** EXERCISE **
Which lines in the entries below contain the string "gravel", matching case exactly? Report each of those lines in full.

*-*-*

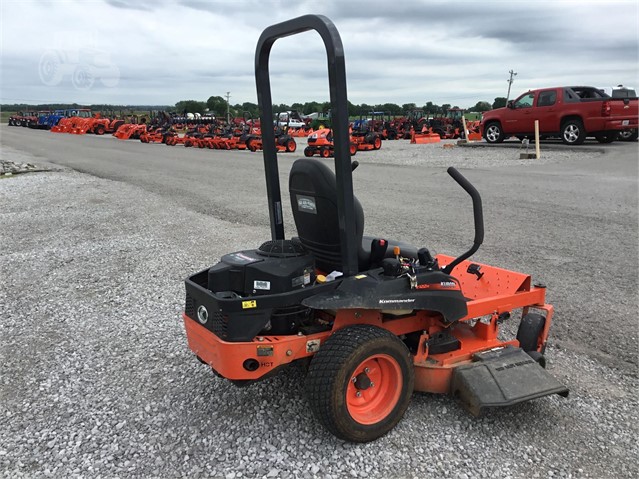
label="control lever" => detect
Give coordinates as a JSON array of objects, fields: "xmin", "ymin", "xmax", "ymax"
[{"xmin": 417, "ymin": 248, "xmax": 435, "ymax": 269}]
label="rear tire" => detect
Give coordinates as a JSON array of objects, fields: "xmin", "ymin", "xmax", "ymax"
[
  {"xmin": 595, "ymin": 132, "xmax": 617, "ymax": 143},
  {"xmin": 517, "ymin": 313, "xmax": 546, "ymax": 353},
  {"xmin": 484, "ymin": 122, "xmax": 504, "ymax": 143},
  {"xmin": 561, "ymin": 119, "xmax": 586, "ymax": 145},
  {"xmin": 306, "ymin": 325, "xmax": 415, "ymax": 442},
  {"xmin": 617, "ymin": 129, "xmax": 639, "ymax": 141}
]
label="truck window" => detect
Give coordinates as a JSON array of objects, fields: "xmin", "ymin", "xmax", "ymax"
[
  {"xmin": 537, "ymin": 90, "xmax": 557, "ymax": 106},
  {"xmin": 514, "ymin": 93, "xmax": 535, "ymax": 108}
]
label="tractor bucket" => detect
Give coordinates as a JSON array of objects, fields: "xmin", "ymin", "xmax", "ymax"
[{"xmin": 451, "ymin": 346, "xmax": 568, "ymax": 416}]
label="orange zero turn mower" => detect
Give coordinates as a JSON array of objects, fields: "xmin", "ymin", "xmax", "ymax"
[{"xmin": 183, "ymin": 15, "xmax": 568, "ymax": 442}]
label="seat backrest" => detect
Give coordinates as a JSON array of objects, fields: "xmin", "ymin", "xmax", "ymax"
[{"xmin": 288, "ymin": 158, "xmax": 370, "ymax": 273}]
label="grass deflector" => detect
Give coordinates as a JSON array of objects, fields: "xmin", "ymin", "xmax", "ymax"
[{"xmin": 184, "ymin": 15, "xmax": 568, "ymax": 442}]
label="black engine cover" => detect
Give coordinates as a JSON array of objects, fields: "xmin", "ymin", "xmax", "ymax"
[{"xmin": 208, "ymin": 250, "xmax": 315, "ymax": 296}]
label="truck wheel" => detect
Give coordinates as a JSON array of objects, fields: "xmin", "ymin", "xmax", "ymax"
[
  {"xmin": 306, "ymin": 324, "xmax": 415, "ymax": 442},
  {"xmin": 617, "ymin": 128, "xmax": 639, "ymax": 141},
  {"xmin": 484, "ymin": 122, "xmax": 504, "ymax": 143},
  {"xmin": 517, "ymin": 313, "xmax": 546, "ymax": 353},
  {"xmin": 595, "ymin": 132, "xmax": 617, "ymax": 143},
  {"xmin": 561, "ymin": 119, "xmax": 586, "ymax": 145}
]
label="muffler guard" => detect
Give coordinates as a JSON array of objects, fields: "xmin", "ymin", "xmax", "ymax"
[{"xmin": 451, "ymin": 346, "xmax": 568, "ymax": 416}]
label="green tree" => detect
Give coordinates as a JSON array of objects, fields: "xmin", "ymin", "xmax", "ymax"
[
  {"xmin": 206, "ymin": 96, "xmax": 226, "ymax": 116},
  {"xmin": 238, "ymin": 101, "xmax": 258, "ymax": 118},
  {"xmin": 493, "ymin": 96, "xmax": 506, "ymax": 108},
  {"xmin": 379, "ymin": 103, "xmax": 402, "ymax": 115},
  {"xmin": 402, "ymin": 103, "xmax": 417, "ymax": 113},
  {"xmin": 175, "ymin": 100, "xmax": 206, "ymax": 114}
]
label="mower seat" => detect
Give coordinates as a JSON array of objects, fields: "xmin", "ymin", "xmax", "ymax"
[{"xmin": 288, "ymin": 158, "xmax": 417, "ymax": 273}]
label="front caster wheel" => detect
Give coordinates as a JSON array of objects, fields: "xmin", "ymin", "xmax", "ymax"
[{"xmin": 306, "ymin": 325, "xmax": 415, "ymax": 442}]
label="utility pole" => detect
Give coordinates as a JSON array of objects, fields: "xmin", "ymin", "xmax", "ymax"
[{"xmin": 506, "ymin": 70, "xmax": 517, "ymax": 105}]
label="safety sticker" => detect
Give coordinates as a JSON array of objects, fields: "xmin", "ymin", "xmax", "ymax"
[
  {"xmin": 257, "ymin": 346, "xmax": 273, "ymax": 356},
  {"xmin": 242, "ymin": 301, "xmax": 257, "ymax": 309},
  {"xmin": 306, "ymin": 339, "xmax": 320, "ymax": 353}
]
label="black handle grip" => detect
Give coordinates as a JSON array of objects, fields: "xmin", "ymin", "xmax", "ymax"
[{"xmin": 443, "ymin": 166, "xmax": 484, "ymax": 274}]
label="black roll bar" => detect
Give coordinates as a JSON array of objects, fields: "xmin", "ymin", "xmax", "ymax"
[
  {"xmin": 443, "ymin": 166, "xmax": 484, "ymax": 274},
  {"xmin": 255, "ymin": 15, "xmax": 358, "ymax": 276}
]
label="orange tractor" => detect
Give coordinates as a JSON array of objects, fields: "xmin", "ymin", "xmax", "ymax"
[
  {"xmin": 183, "ymin": 15, "xmax": 568, "ymax": 442},
  {"xmin": 304, "ymin": 128, "xmax": 358, "ymax": 158}
]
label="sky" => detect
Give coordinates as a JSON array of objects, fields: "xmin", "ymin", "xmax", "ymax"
[{"xmin": 0, "ymin": 0, "xmax": 639, "ymax": 109}]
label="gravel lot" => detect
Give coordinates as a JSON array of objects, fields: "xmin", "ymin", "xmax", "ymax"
[{"xmin": 0, "ymin": 126, "xmax": 639, "ymax": 479}]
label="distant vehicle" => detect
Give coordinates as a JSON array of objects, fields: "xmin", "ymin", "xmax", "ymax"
[
  {"xmin": 482, "ymin": 86, "xmax": 639, "ymax": 145},
  {"xmin": 610, "ymin": 85, "xmax": 639, "ymax": 141},
  {"xmin": 9, "ymin": 111, "xmax": 38, "ymax": 126},
  {"xmin": 277, "ymin": 110, "xmax": 307, "ymax": 128}
]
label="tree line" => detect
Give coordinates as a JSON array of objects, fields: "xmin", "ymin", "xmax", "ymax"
[
  {"xmin": 0, "ymin": 96, "xmax": 506, "ymax": 118},
  {"xmin": 175, "ymin": 96, "xmax": 506, "ymax": 118}
]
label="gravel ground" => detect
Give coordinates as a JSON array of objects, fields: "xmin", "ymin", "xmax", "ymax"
[{"xmin": 0, "ymin": 132, "xmax": 639, "ymax": 479}]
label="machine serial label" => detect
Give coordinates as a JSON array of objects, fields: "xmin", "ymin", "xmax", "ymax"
[
  {"xmin": 379, "ymin": 299, "xmax": 415, "ymax": 304},
  {"xmin": 253, "ymin": 280, "xmax": 271, "ymax": 291},
  {"xmin": 242, "ymin": 301, "xmax": 257, "ymax": 309}
]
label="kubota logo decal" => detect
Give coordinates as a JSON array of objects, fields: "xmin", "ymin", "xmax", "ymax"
[{"xmin": 297, "ymin": 195, "xmax": 317, "ymax": 215}]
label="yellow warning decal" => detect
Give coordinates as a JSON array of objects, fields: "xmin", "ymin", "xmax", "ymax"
[{"xmin": 242, "ymin": 301, "xmax": 257, "ymax": 309}]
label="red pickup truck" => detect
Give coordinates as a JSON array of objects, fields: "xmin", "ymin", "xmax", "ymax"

*-*-*

** RESULT OF THE TASK **
label="gravel lot" => detect
label="gravel ground" => detect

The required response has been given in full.